Exercise: Rewrite the records, starting at the line containing "Q: Where is the white stadium" and ending at the last line, and give only those lines. Keep the requests as they are, and scale every coordinate in the answers by 1.95, rounding to whole numbers with halves going up.

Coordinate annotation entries

* * *

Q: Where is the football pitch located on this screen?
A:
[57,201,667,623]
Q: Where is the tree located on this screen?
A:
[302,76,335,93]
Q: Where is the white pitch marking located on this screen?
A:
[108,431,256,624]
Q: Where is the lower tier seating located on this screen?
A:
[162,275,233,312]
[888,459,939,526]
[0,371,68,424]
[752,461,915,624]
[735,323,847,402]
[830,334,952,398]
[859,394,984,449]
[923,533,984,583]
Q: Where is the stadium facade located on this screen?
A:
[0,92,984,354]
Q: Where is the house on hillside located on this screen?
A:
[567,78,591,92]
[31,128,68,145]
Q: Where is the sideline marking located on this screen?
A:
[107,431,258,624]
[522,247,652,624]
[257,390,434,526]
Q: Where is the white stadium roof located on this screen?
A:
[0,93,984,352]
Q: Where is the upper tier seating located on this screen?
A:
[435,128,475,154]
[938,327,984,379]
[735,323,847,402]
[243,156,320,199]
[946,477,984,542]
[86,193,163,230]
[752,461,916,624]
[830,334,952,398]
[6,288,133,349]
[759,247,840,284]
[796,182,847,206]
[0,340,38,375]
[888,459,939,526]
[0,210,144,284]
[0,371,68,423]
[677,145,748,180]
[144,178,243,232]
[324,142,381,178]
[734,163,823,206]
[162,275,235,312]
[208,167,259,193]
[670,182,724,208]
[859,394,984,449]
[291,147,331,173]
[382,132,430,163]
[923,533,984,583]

* * *

Result:
Q: Where is the white stadium roof located on this screen?
A:
[0,181,1919,686]
Q: Where is the upper tier seating located on this screen?
A:
[848,250,926,300]
[1829,638,1919,739]
[1433,630,1652,784]
[474,304,624,388]
[1845,930,1919,1057]
[168,376,318,449]
[1466,899,1786,1217]
[1619,651,1856,776]
[12,562,259,681]
[1480,482,1638,554]
[1552,355,1652,402]
[0,663,74,731]
[1732,895,1831,1026]
[0,410,281,554]
[0,723,133,825]
[1320,283,1459,351]
[281,347,474,452]
[632,277,743,347]
[1431,318,1605,402]
[316,536,458,608]
[406,326,505,376]
[1307,355,1412,406]
[1675,768,1919,876]
[567,287,645,337]
[745,257,839,318]
[1800,1039,1919,1137]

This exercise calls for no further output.